» **DATASET RECORDS**:
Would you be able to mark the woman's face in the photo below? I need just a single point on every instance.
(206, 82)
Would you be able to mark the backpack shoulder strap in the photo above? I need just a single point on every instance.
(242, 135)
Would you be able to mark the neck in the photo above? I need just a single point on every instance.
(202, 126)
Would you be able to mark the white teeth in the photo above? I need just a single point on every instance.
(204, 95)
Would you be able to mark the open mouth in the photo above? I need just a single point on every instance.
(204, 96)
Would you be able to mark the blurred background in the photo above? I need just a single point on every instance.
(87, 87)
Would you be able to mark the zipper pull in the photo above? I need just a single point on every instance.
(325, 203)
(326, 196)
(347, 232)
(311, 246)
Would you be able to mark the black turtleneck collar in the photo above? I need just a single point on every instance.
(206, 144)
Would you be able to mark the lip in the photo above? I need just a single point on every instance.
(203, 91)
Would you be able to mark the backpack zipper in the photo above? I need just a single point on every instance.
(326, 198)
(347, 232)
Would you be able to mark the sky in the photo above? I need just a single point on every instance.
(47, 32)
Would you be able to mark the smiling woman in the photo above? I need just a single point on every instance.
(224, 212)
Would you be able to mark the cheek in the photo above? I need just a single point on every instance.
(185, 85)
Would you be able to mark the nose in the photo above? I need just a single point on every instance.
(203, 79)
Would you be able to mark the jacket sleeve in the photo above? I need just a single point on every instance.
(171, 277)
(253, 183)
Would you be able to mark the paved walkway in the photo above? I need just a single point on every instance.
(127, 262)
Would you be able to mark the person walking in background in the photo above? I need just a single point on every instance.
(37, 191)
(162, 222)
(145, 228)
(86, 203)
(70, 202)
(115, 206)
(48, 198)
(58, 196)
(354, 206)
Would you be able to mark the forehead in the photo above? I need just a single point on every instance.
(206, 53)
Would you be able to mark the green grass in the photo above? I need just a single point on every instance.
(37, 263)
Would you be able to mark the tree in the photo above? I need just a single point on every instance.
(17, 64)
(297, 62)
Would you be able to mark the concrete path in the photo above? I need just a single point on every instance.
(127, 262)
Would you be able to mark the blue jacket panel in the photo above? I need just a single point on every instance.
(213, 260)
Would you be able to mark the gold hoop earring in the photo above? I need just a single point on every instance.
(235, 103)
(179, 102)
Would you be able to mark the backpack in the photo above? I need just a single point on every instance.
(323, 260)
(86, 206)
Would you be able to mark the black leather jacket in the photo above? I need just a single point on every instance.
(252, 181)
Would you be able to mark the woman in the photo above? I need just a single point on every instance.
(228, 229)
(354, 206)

» **BRIEF**: Rewrite the rows from the line containing "Would you be able to mark the forehead" through the end of the rows, swapping "green grass" for "lawn" and keeping everything else the same.

» **FINISHED EXERCISE**:
Would you be able to mark the forehead in the photo above? I need just a single point on every instance.
(206, 53)
Would you be able to mark the lawn in the photo above? I need just a single point on every instance.
(37, 263)
Would you be able to mark the tree in the photo above? I need just a single point on every instance.
(17, 64)
(297, 62)
Would you be able to mark the concrete path in the photo above? I need just a single point on every instance.
(127, 262)
Would you be able to mark the blue jacket panel in the photo above? I need just a single point on every instance.
(213, 260)
Would you be able to mark the gold hoop earring in the photo above? I need just a single point on every instance.
(235, 103)
(179, 102)
Would you be able to mark the backpack in the photo above? I need just a single point on every instance.
(323, 260)
(86, 206)
Would you be able to mark the black leather jacket in the photo above? I need just a single point on every instance.
(252, 181)
Would you be able to mark the woman in the photo above? I need just a single point on every instance.
(228, 229)
(354, 206)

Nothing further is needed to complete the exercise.